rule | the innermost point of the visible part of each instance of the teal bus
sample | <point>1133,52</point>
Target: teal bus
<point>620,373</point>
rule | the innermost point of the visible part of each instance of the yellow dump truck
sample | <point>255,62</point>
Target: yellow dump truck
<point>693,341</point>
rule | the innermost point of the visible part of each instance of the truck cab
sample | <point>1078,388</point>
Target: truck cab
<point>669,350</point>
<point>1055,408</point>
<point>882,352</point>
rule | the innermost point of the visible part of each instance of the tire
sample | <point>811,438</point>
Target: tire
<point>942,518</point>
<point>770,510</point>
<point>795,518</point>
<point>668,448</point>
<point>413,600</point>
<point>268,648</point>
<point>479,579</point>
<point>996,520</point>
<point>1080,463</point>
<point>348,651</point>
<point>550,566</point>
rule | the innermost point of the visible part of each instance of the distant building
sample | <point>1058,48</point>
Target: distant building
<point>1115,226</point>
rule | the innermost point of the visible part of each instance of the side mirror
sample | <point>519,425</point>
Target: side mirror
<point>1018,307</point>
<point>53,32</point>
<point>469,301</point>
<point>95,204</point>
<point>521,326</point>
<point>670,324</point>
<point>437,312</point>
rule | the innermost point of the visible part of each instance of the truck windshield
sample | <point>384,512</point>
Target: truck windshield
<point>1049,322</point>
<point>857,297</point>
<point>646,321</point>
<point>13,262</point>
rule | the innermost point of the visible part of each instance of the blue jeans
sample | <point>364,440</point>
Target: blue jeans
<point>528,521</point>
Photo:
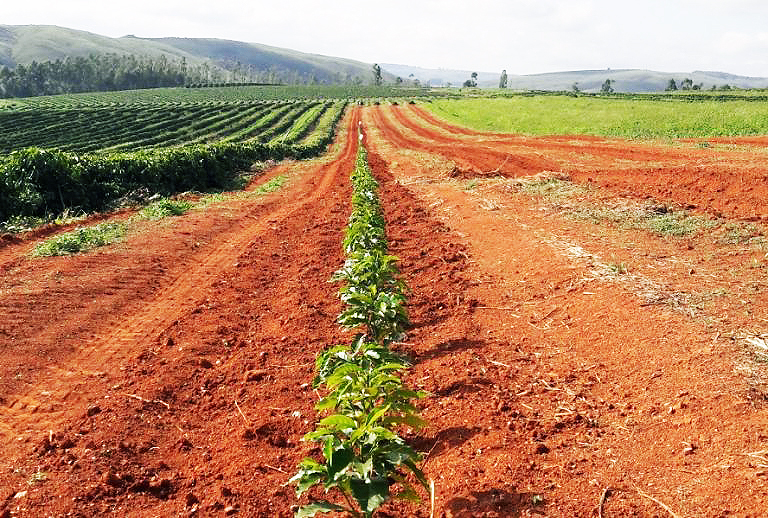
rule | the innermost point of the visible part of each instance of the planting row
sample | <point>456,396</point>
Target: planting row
<point>40,182</point>
<point>228,94</point>
<point>130,128</point>
<point>366,402</point>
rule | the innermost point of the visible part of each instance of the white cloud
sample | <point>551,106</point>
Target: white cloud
<point>523,36</point>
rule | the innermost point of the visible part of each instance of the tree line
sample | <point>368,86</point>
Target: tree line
<point>111,72</point>
<point>97,73</point>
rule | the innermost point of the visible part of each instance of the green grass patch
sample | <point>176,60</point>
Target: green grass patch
<point>551,188</point>
<point>80,240</point>
<point>677,224</point>
<point>166,207</point>
<point>567,115</point>
<point>273,185</point>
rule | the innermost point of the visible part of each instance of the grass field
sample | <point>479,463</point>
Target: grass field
<point>604,116</point>
<point>154,96</point>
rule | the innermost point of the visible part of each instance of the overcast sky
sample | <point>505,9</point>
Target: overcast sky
<point>522,36</point>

──────────────────────────────

Format every line of the records above as a numbered list, dropping blank lines and leaving the pictures out.

1. rule | the innermost point of the visible part of each instance of the teal bus
2. sample | <point>1133,52</point>
3. Target: teal bus
4. <point>620,373</point>
5. rule | the innermost point of the visible part of each instance of the yellow dump truck
6. sample | <point>255,62</point>
7. Target: yellow dump truck
8. <point>693,341</point>
9. rule | the innermost point of the visible part of each instance of the truck cab
10. sample | <point>1078,388</point>
11. Target: truck cab
12. <point>669,350</point>
13. <point>1055,408</point>
14. <point>882,352</point>
15. rule | the innermost point of the visible part of each instance of the tire
16. sample | <point>811,438</point>
17. Target: tire
18. <point>942,518</point>
19. <point>770,510</point>
20. <point>795,518</point>
21. <point>668,448</point>
22. <point>413,600</point>
23. <point>268,648</point>
24. <point>479,579</point>
25. <point>996,520</point>
26. <point>1080,463</point>
27. <point>348,651</point>
28. <point>550,566</point>
29. rule | the innermost point of the visible part of each instance of the distant building
30. sample | <point>1058,48</point>
31. Target: distant building
32. <point>1115,226</point>
33. rule | the innermost point of the visible part of each instance of the side mirror
34. sample | <point>519,425</point>
35. Target: side mirror
36. <point>1018,307</point>
37. <point>53,32</point>
38. <point>469,301</point>
39. <point>95,204</point>
40. <point>521,326</point>
41. <point>670,324</point>
42. <point>437,312</point>
43. rule | the innermost point of the visible part of each instance of the truck windshield
44. sample | <point>384,512</point>
45. Target: truck windshield
46. <point>1049,322</point>
47. <point>857,297</point>
48. <point>646,321</point>
49. <point>13,262</point>
50. rule | the innermost point of the visible part of each instance of the blue jeans
51. sample | <point>364,440</point>
52. Target: blue jeans
53. <point>528,521</point>
54. Photo:
55. rule | the innermost point of the visible part of each instance of the planting row
56. sample | <point>456,396</point>
57. Target: planting row
58. <point>40,182</point>
59. <point>228,94</point>
60. <point>130,128</point>
61. <point>366,402</point>
62. rule | the innermost point of the visible part of each instance of the white cloud
63. sample | <point>551,106</point>
64. Target: white cloud
65. <point>523,36</point>
66. rule | the innermost point of the visible part of each instance of the tree line
67. sample | <point>368,86</point>
68. Target: tree line
69. <point>111,72</point>
70. <point>97,73</point>
71. rule | the innermost point of the visible part of each instance of the green grass patch
72. sample | <point>176,60</point>
73. Target: green grass patch
74. <point>551,188</point>
75. <point>80,240</point>
76. <point>677,224</point>
77. <point>166,207</point>
78. <point>567,115</point>
79. <point>273,185</point>
80. rule | the innermost point of the visible part of each instance of the grass field
81. sample | <point>479,463</point>
82. Target: grass field
83. <point>604,116</point>
84. <point>154,96</point>
85. rule | the innermost point of the visible part of each instance of the overcast sky
86. sample | <point>505,9</point>
87. Target: overcast sky
88. <point>522,36</point>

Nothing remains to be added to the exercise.